WORK TASK A - Copy the passage of the literary events notice starting at "Northern California Summer" and ending at "our Conferences page.".
WORK TASK B -
Answer these questions from the literary events notice:
(i) Who will be the featured readers at the Rivertown Poets anniversary event?
(ii) On which day of each month are the LOBA Open Mic readings held?
(iii) What are the dates of the Mendocino Coast Writers Conference?
WORK TASK C - Pick up the literary events notice after its last sentence and continue writing it.

Rivertown Poets Celebrate Its 8th Anniversary 
Congratulations to Sande Anfang on the 8th anniversary of our beloved Rivertown Poets series. You can help make this anniversary special by joining Sande on Monday, June 7, 6:15-8:15 p.m. when Connie Post and Kevin Gunn will be featured readers, followed by open mic. Sande will be enjoying virtual cake. BYOC (bring your own cake) and/or beverage. See the calendar page for Zoom link and to sign up for the open mic.

Other June Virtual Events of Note
Copperfields Books presents In The Heights Book Launch with Lin-Manuel Miranda, Quiara Alegría Hudes and and Jeremy McCarter: conversation on creativity, community, and finding home. This virtual launch is on Tuesday, June 15, 5:00-7:00 p.m. For details and tickets: www.copperfieldsbooks.com/event/heights

Writers’ Forum presents Susan Bono and M.A. Dooley reading excerpts from The Write Spot: Musings and Ravings From a Pandemic Year. The reading will be followed by a writing session, using prompts from the anthology. This free event is on Thursday, June 24, 6:30 p.m. See the calendar page for the zoom link.

For our north-county writers, the LOBA Open Mic Poetry Series at the Ukiah Library is a jewel! Melissa, who curates the series, invites you to share poems in any form or style, or just listen to great poems! Check the calendar page for the Zoom link. The readings are the last Thursday of each month, and the June reading will be Thursday, June 24, 7:00 p.m.

And finally, on Sunday, June 27, Sixteen Rivers Press presents Ann Marie Macari and Julia Levine in an online reading at 3 PM. Here’s the link to join the reading: https://us02web.zoom.us/j/88499303389?pwd=U2hvVjdxVytOeFFjdDJLRmlBK2Fxdz09

Northern California Summer Writers’ Conferences
The Mendocino Coast Writers Conference (August 5-7) will be virtual again this year, via Zoom (at reduced rates), while Napa Valley Writers Conference (August 1-6) is aiming for in-person workshops, mostly outdoors on the Napa Valley College campus. For details, check out our Conferences page.

[Referring expression data based on photos]
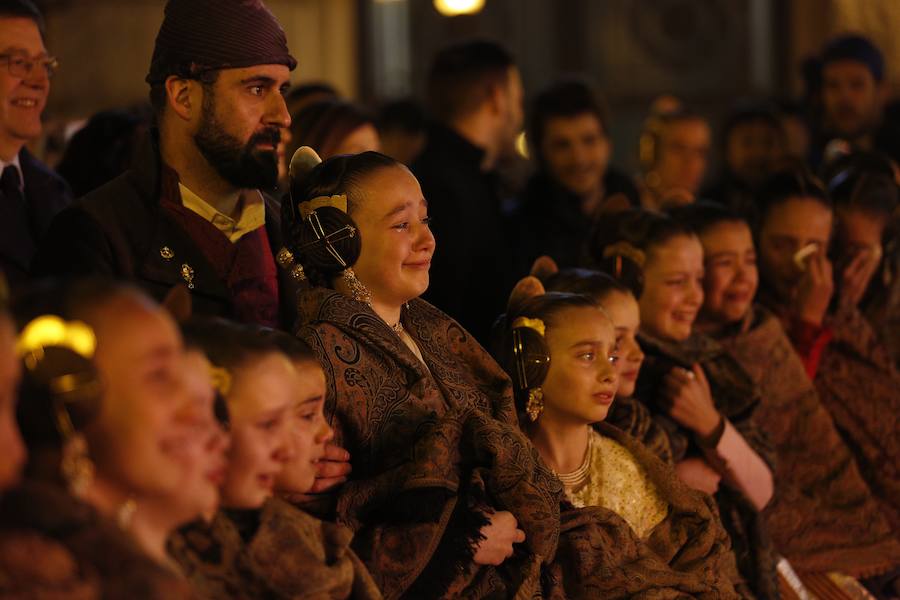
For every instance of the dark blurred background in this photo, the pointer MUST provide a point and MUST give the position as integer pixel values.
(710, 53)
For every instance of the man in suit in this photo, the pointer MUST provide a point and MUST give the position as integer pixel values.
(30, 194)
(475, 96)
(192, 210)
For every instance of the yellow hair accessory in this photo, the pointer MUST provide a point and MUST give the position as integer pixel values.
(51, 331)
(221, 380)
(533, 324)
(339, 202)
(627, 250)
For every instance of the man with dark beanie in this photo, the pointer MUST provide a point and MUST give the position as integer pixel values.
(191, 210)
(854, 93)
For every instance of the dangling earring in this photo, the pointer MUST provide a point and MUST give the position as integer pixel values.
(535, 405)
(358, 291)
(76, 466)
(126, 513)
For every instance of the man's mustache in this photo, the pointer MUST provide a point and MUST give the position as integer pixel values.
(271, 136)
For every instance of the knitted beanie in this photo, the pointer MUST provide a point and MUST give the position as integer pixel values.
(202, 35)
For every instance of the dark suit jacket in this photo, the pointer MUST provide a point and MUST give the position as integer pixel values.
(46, 193)
(472, 271)
(121, 231)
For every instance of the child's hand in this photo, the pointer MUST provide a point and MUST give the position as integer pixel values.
(332, 469)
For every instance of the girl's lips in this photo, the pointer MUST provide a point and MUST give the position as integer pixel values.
(738, 296)
(630, 375)
(682, 317)
(604, 398)
(423, 264)
(216, 476)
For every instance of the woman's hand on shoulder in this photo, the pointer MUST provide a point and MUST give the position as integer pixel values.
(690, 400)
(499, 536)
(696, 473)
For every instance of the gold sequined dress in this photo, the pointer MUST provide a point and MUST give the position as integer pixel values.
(617, 482)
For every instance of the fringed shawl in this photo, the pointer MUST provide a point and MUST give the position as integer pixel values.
(78, 552)
(860, 386)
(285, 554)
(434, 446)
(823, 516)
(737, 398)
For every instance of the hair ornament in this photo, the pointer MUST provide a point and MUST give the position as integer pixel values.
(285, 259)
(529, 323)
(40, 335)
(51, 331)
(338, 201)
(626, 249)
(221, 379)
(304, 160)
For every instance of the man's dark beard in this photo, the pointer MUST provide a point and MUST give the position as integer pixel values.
(242, 166)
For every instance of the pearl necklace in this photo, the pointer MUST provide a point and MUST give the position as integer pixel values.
(577, 478)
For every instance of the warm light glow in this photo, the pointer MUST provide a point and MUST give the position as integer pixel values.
(49, 330)
(522, 145)
(452, 8)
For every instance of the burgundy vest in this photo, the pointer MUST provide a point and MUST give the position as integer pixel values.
(247, 266)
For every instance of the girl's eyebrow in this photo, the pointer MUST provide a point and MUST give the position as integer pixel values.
(311, 400)
(397, 210)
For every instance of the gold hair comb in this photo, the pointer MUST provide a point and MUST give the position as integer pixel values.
(51, 331)
(338, 201)
(529, 323)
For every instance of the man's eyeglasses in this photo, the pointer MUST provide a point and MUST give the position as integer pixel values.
(21, 66)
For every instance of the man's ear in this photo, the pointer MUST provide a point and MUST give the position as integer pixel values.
(180, 96)
(497, 99)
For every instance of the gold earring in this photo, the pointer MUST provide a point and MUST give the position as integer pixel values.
(76, 466)
(358, 291)
(125, 513)
(535, 405)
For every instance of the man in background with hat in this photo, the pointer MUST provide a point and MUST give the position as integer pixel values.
(191, 210)
(30, 193)
(854, 93)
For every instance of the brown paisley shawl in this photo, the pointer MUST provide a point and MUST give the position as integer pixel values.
(433, 446)
(632, 417)
(823, 516)
(74, 552)
(737, 398)
(860, 386)
(882, 303)
(278, 552)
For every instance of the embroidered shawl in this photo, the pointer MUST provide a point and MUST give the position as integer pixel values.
(434, 447)
(823, 516)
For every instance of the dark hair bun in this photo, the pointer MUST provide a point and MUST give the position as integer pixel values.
(535, 357)
(328, 232)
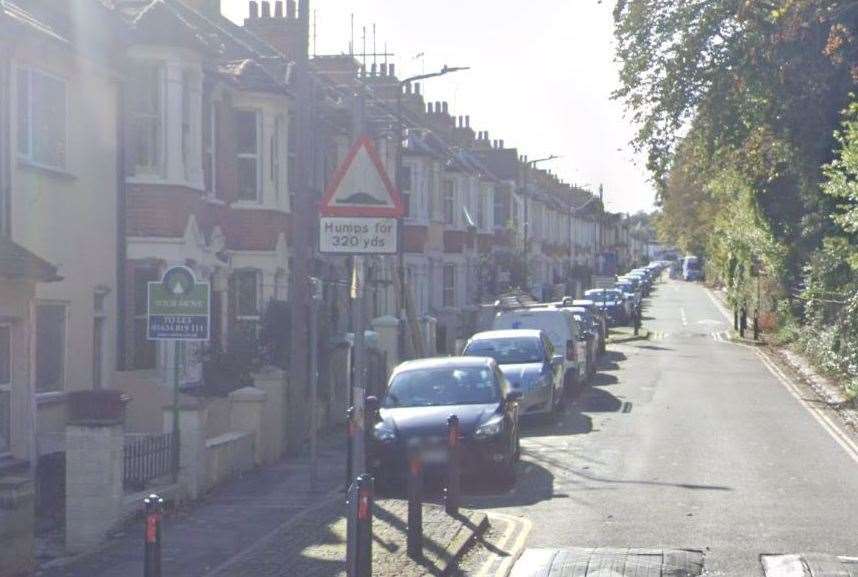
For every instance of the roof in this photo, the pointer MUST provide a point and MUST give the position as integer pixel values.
(441, 362)
(506, 334)
(16, 262)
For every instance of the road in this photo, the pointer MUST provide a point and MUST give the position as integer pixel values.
(686, 441)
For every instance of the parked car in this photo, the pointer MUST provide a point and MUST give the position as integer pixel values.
(597, 313)
(562, 331)
(611, 302)
(528, 361)
(590, 327)
(411, 419)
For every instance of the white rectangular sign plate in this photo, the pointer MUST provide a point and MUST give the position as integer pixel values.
(357, 235)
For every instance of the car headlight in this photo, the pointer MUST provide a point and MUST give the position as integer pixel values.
(384, 433)
(489, 428)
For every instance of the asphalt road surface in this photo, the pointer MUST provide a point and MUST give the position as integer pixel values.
(687, 441)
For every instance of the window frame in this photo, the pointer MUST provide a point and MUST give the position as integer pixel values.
(27, 157)
(256, 156)
(448, 298)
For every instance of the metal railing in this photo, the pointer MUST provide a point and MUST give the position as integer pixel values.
(147, 457)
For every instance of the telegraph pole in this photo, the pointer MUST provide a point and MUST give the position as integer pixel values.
(302, 241)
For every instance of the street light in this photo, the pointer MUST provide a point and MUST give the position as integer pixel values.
(400, 133)
(527, 166)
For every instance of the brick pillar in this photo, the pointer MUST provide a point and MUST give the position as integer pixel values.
(387, 328)
(245, 415)
(16, 526)
(193, 473)
(94, 493)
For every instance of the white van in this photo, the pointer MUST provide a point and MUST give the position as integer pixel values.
(562, 330)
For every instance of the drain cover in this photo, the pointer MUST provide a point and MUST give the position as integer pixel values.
(809, 565)
(604, 562)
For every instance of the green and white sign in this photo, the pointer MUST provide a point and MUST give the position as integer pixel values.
(179, 307)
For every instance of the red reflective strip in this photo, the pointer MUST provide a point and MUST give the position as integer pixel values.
(152, 527)
(363, 506)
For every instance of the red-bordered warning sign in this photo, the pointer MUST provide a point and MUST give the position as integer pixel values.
(362, 187)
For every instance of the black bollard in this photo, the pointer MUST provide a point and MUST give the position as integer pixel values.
(415, 508)
(152, 536)
(350, 431)
(365, 498)
(452, 494)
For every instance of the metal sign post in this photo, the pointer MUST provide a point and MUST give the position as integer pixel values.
(178, 310)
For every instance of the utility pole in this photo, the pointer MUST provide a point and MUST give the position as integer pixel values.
(302, 240)
(358, 393)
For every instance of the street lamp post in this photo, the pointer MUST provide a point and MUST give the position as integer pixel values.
(400, 135)
(527, 166)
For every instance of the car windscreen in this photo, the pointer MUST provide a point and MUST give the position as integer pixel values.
(440, 386)
(510, 351)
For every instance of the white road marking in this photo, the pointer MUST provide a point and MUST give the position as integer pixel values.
(520, 524)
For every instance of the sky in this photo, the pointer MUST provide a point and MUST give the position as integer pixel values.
(541, 76)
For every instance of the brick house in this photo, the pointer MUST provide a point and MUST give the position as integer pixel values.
(206, 126)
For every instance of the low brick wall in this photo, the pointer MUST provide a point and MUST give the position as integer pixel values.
(228, 455)
(16, 527)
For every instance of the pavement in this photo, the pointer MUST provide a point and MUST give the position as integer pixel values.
(687, 441)
(274, 523)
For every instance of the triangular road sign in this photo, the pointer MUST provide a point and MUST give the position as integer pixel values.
(361, 186)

REPLY A -
Northern California Summer Writers’ Conferences
The Mendocino Coast Writers Conference (August 5-7) will be virtual again this year, via Zoom (at reduced rates), while Napa Valley Writers Conference (August 1-6) is aiming for in-person workshops, mostly outdoors on the Napa Valley College campus. For details, check out our Conferences page.

REPLY B -
(i) Connie Post and Kevin Gunn
(ii) The last Thursday of each month
(iii) August 5-7

REPLY C -
Poem for Juneteenth
We have just passed the first anniversary of the murder of George Floyd, which triggered a long-overdue reckoning with our history of systemic racism. The month of June gives us an opportunity to appreciate the profound significance of the announcement proclaiming emancipation of slaves on June 19, 1865 in Galveston, Texas. This is known as Juneteenth, but also Freedom Day, Jubilee Day, Liberation Day, and Emancipation Day. Activists are campaigning for the US Congress to recognize Juneteenth as a national holiday. In honor of Juneteenth, the poem for June is “Emancipation,” by Priscilla Jane Thompson, who was born in 1871 in Rossmoyne, Ohio. A poet and lecturer, she taught at Sunday school at Zion Baptist Church and self-published two books of poetry, Ethiope Lays (1900) and Gleanings of Quiet Hours (1907). Her work inspired the Harlem Renaissance. She died on May 4, 1942.

Emancipation
Priscilla Jane Thompsonby Priscilla Jane Thompson

‘Tis a time for much rejoicing;
      Let each heart be lured away;
Let each tongue, its thanks be voicing
      For Emancipation Day.
Day of victory, day of glory,
For thee, many a field was gory!
Many a time in days now ended,
      Hath our fathers’ courage failed,
Patiently their tears they blended;
      Ne’er they to their, Maker, railed,
Well we know their groans, He numbered,
When dominions fell, asundered.
As of old the Red Sea parted,
      And oppressed passed safely through,
Back from the North, the bold South, started,
      And a fissure wide she drew;
Drew a cleft of Liberty,
Through it, marched our people free.
And, in memory, ever grateful,
      Of the day they reached the shore,
Meet we now, with hearts e’er faithful,
      Joyous that the storm is o’er.
Storm of Torture! May grim Past,
Hurl thee down his torrents fast.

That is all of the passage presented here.